Requirement 1: Reproduce every one of the records that follow, line for line, with nothing changed.

Great subject Mike, I am hoping to glean some ideas before I just give up and hire someone to organize it for me. Anyone out there a "Comic Collection Engineer"?


My system is realy dull. Now read on...

Everything gets bagged, boarded and long-boxed. Marvel and DC have their own sets of boxes, with titles listed alphabetically. Other publishers go into the imaginatively-titled "Other publishers" boxes, with publishers stored alphabetically and titles alphabetically within publishing house. The science is skewed somewhat by continuing uncertainty about where to put EC reprints (next to the real thing? Or is it G for Gemstone? What about East Coast? Etc) and the frankly pitiful catch-all of "U for Undergrounds".

New stuff, of which there is shamefully/gloriously little, goes in the long boxes as appropriate. And, like Bart, handsome hardbacks (Palomar, Locas, Arlen Schumer's Silver Age of Comic Book Art) go on the high-prestige bookshelves. Ooh, get him.

Other books, of which there are many, get put wherever there is room. That's where the system really collapses.


Long boxes, with almost everything alphabetical by title. Separate "Writer Misc" tabs inserted alphabetically for those random single issues that I would only ever look for by writer. (That is, I might someday say, "Hey, what Brian Vaughan stuff haven't I read in awhile?" but I will almost certainly never say "Do I have any What If? issues starring Ka-Zar?")

When things start to get out of control, I sell stuff on ebay, and during the runup to those sales, as many long boxes as needed get converted to "To be sold" boxes.

It's even less interesting than it sounds here.


I have one square box. Everything goes into it except trades which go on the bookshelf.

I'll make sure I get a cat to pee on the box before I try to sell the comics within.


"Just tossed into whatever box that happens to have some empty space?"

Record set:

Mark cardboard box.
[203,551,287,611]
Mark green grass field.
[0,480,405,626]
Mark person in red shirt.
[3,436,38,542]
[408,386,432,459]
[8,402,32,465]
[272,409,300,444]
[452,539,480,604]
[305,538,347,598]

Requirement 2: Name every hardback that the comic-collection text above says goes on the high-prestige bookshelves.

Exercise result 1:
Mark cardboard box.
[203,551,287,611]
Mark green grass field.
[0,480,405,626]
Mark person in red shirt.
[3,436,38,542]
[408,386,432,459]
[8,402,32,465]
[272,409,300,444]
[452,539,480,604]
[305,538,347,598]

Exercise result 2:
Palomar
Locas
Arlen Schumer's Silver Age of Comic Book Art